=== Record extracts ===

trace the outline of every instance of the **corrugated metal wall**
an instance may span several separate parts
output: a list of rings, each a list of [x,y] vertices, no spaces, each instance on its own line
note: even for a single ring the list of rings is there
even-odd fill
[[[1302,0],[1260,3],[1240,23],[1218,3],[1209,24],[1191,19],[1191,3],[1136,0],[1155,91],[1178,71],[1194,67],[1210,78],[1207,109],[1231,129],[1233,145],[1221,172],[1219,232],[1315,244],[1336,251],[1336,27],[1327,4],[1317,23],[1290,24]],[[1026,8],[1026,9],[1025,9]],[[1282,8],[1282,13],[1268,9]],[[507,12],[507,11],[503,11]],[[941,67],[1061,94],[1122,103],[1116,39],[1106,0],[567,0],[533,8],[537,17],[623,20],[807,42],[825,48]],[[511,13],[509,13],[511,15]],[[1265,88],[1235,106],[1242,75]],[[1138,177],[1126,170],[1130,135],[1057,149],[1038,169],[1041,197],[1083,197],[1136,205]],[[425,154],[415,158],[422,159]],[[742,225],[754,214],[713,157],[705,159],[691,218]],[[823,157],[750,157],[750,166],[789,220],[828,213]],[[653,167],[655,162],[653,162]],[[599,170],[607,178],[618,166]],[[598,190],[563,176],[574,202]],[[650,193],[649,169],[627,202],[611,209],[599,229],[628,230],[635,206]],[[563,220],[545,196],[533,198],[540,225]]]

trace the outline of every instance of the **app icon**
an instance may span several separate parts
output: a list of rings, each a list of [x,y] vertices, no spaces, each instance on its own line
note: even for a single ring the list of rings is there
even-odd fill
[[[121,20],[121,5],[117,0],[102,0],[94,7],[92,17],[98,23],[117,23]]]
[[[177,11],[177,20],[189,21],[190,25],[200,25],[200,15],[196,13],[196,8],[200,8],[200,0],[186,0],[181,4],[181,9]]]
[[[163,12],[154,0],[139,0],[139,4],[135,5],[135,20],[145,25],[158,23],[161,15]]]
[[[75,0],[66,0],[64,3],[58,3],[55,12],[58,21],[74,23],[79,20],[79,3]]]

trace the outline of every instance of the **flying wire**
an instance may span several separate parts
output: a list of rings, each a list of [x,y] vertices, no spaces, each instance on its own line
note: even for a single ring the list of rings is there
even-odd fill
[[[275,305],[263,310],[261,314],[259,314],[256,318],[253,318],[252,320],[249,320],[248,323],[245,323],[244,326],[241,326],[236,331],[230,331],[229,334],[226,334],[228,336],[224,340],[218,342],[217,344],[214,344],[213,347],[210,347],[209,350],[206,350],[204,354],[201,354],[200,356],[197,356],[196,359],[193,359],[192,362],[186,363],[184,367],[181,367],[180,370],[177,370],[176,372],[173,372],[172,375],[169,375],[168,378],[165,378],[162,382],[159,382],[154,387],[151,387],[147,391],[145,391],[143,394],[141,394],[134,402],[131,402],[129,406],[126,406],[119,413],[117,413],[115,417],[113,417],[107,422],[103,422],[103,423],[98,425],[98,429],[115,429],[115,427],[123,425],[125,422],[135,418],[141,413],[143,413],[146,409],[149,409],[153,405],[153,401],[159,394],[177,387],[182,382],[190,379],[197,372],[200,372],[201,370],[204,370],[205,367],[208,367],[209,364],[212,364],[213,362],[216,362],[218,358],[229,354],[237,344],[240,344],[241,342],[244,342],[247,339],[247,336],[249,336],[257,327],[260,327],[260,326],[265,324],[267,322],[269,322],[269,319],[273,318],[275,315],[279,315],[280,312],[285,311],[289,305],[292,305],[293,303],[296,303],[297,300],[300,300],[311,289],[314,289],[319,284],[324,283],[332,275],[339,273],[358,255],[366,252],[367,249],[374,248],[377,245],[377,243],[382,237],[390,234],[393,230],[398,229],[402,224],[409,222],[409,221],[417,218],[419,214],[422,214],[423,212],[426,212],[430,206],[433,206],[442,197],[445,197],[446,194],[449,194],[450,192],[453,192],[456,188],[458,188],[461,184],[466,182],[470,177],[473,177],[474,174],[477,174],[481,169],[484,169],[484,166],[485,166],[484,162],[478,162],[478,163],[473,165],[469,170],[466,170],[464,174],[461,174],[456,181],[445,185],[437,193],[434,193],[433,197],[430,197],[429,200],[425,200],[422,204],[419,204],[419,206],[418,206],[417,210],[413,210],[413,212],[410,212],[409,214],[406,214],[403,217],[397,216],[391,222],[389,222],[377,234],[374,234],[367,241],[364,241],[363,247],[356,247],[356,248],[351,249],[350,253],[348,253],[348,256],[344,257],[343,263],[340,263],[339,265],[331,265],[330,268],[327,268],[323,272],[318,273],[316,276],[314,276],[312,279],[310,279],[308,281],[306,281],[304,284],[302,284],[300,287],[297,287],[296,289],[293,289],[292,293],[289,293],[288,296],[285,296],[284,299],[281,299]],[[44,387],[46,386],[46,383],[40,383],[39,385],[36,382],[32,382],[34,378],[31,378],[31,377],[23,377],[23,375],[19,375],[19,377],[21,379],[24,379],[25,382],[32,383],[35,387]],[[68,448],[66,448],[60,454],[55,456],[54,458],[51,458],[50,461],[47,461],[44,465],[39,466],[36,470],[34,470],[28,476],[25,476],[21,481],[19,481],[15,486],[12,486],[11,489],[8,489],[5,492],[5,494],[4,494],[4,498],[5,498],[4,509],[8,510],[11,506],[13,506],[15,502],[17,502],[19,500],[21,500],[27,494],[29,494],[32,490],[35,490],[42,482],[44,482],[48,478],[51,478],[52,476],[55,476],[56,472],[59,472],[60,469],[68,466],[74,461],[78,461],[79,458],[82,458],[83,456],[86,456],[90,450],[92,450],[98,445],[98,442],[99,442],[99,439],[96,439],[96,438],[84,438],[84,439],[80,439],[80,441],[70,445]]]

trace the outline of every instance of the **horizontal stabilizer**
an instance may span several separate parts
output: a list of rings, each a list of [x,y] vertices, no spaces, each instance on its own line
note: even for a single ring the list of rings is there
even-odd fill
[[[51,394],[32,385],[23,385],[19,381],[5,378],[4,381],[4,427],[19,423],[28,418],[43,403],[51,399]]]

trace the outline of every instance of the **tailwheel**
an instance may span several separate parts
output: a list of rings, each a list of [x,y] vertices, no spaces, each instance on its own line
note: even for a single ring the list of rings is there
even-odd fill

===

The problem
Transcribe the lines of the records from the line containing "trace the outline of every instance of the **tailwheel**" through the end of the records, inclusive.

Result
trace the outline of every instance of the **tailwheel**
an instance may span several separate parts
output: a list of rings, each a list of [x,y] vertices, no spaces, each instance on its own line
note: even for a single ring the list of rings is there
even-odd fill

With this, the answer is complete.